(Dataset entries)
________________
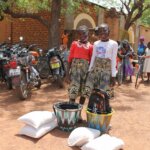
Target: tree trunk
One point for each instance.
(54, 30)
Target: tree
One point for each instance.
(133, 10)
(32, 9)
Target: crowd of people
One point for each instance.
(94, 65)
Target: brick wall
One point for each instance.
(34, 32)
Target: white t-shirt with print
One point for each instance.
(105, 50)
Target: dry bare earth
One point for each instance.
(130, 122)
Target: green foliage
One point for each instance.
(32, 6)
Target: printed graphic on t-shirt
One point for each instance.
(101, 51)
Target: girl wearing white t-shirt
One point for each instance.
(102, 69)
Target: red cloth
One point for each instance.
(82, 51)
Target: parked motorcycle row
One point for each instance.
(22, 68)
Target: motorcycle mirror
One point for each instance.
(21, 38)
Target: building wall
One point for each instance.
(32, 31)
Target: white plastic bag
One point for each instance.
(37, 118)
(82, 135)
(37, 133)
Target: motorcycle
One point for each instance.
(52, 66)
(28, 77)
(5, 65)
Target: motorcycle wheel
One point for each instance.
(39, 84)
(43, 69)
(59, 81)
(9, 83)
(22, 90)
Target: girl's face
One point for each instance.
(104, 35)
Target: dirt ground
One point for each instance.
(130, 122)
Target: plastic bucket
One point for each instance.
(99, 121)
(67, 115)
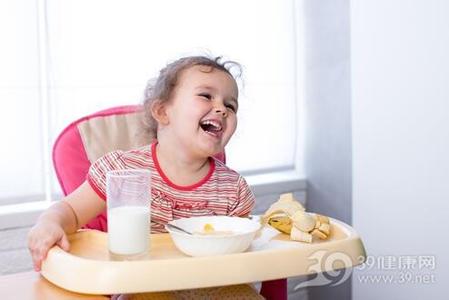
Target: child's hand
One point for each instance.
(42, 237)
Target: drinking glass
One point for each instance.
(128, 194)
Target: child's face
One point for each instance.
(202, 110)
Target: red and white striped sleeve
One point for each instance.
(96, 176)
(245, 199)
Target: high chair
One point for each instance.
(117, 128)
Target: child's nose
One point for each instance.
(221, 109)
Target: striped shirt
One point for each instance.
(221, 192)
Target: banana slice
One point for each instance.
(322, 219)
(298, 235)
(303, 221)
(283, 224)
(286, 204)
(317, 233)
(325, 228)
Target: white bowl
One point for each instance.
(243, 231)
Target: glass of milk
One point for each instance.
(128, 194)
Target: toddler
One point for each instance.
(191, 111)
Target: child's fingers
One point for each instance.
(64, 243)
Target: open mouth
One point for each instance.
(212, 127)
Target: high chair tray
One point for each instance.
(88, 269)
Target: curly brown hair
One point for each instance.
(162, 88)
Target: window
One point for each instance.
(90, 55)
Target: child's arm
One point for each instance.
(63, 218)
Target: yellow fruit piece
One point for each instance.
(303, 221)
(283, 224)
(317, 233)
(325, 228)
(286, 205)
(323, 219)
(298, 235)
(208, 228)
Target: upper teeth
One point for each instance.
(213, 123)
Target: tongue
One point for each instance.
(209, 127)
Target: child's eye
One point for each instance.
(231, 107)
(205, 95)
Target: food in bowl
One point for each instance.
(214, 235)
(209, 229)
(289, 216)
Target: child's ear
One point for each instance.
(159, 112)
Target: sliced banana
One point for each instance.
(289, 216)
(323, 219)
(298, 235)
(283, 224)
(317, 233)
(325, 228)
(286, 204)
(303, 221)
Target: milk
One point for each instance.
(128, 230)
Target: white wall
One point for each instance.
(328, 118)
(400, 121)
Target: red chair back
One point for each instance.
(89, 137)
________________
* [What to produce]:
Write out the records in full and exactly, omitting the pictures they hold.

* [Output below]:
Target: tree trunk
One point for each instance.
(54, 30)
Target: tree
One point for each instance.
(133, 10)
(32, 9)
Target: crowd of people
One point for each instance.
(94, 65)
Target: brick wall
One point for each instance.
(34, 32)
Target: white t-shirt with print
One point for each instance.
(105, 50)
Target: dry bare earth
One point for each instance.
(130, 122)
Target: green foliage
One point for each instance.
(32, 6)
Target: printed graphic on t-shirt
One point for each instance.
(101, 51)
Target: girl wearing white t-shirt
One point for each instance.
(102, 69)
Target: red cloth
One point for each instance.
(82, 51)
Target: parked motorcycle row
One point for each instance.
(22, 68)
Target: motorcycle mirror
One point for each instance.
(21, 38)
Target: building wall
One point for each instance.
(32, 31)
Target: white plastic bag
One point for each instance.
(37, 118)
(82, 135)
(37, 133)
Target: motorcycle
One point for each instance.
(52, 66)
(28, 77)
(5, 65)
Target: motorcycle wheel
One point for each instance.
(39, 84)
(43, 69)
(59, 81)
(9, 83)
(22, 90)
Target: girl's face
One point for each instance.
(104, 35)
Target: dirt ground
One point for each instance.
(130, 122)
Target: plastic bucket
One point for each instance.
(99, 121)
(67, 115)
Target: child's hand
One point for each instance.
(42, 237)
Target: drinking glass
One point for each instance.
(128, 194)
Target: child's face
One point for each instance.
(202, 110)
Target: red and white striped sleeve
One point for each instance.
(96, 176)
(245, 199)
Target: high chair
One point for each instance.
(117, 128)
Target: child's nose
One point for each instance.
(221, 109)
Target: striped shirt
One point for each instance.
(221, 192)
Target: banana slice
One point for each instance.
(322, 219)
(298, 235)
(303, 221)
(283, 224)
(286, 204)
(317, 233)
(325, 228)
Target: white bowl
One point for each instance.
(243, 231)
Target: glass of milk
One point for each instance.
(128, 194)
Target: toddler
One point for each instance.
(191, 111)
Target: child's fingers
One point for each instance.
(64, 243)
Target: open mouth
One point for each instance.
(212, 127)
Target: high chair tray
One point for each instance.
(88, 269)
Target: curly brown hair
One point for each instance.
(162, 88)
Target: window
One point for each instance.
(90, 55)
Target: child's arm
One point for each instance.
(63, 218)
Target: yellow fruit piece
One point for each instance.
(303, 221)
(283, 224)
(317, 233)
(325, 228)
(286, 205)
(323, 219)
(298, 235)
(208, 228)
Target: upper teeth
One point for each instance.
(213, 123)
Target: tongue
One point for each instance.
(209, 127)
Target: child's eye
One point for each instance.
(231, 107)
(205, 95)
Target: food in bowl
One point for each instance.
(214, 235)
(209, 229)
(289, 216)
Target: child's ear
One point for each instance.
(159, 112)
Target: sliced banana
One point for each instance.
(289, 216)
(323, 219)
(298, 235)
(283, 224)
(317, 233)
(325, 228)
(286, 204)
(303, 221)
Target: milk
One point for each instance.
(128, 230)
Target: white wall
One point for each instance.
(328, 118)
(400, 121)
Target: red chair back
One point for each instance.
(89, 137)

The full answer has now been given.